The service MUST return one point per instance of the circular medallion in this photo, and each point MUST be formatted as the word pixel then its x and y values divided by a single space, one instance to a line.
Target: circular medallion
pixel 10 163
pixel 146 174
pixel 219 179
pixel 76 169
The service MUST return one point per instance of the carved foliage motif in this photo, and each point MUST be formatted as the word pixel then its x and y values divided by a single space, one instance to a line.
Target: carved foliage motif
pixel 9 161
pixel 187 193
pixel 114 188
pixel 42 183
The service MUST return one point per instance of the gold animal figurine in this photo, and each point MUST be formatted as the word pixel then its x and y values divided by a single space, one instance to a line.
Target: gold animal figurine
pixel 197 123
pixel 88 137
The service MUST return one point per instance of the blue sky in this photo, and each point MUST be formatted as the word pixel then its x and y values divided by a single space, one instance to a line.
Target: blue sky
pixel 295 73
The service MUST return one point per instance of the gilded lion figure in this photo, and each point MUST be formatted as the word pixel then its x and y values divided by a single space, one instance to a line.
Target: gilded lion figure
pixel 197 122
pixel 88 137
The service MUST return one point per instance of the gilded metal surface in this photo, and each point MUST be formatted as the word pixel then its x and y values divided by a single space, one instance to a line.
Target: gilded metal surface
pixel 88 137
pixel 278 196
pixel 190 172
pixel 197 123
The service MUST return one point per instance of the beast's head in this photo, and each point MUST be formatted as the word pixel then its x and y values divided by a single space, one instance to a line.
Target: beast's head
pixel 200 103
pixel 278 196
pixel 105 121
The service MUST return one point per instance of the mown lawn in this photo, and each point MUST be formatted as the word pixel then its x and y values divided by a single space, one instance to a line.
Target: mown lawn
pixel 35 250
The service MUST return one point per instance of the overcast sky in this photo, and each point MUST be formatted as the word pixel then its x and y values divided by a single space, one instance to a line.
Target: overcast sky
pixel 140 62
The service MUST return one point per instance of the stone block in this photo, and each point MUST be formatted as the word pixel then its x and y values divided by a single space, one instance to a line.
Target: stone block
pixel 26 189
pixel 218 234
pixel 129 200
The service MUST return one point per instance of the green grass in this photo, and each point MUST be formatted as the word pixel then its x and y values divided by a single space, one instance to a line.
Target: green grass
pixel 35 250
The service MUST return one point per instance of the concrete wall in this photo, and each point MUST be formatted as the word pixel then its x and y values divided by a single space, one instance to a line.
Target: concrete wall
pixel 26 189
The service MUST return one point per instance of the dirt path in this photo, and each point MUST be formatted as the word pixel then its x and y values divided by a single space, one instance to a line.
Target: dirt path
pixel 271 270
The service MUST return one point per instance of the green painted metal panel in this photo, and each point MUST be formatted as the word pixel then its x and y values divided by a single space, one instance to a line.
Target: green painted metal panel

• _Task instructions_:
Would you filter the entries above and keep each line that has the word "panel"?

• _Written response_:
The service MUST return one point per instance of the green painted metal panel in this photo, and each point MUST be formatted as the word pixel then its x and y values divided by a single space, one instance to a line.
Target: green painted metal panel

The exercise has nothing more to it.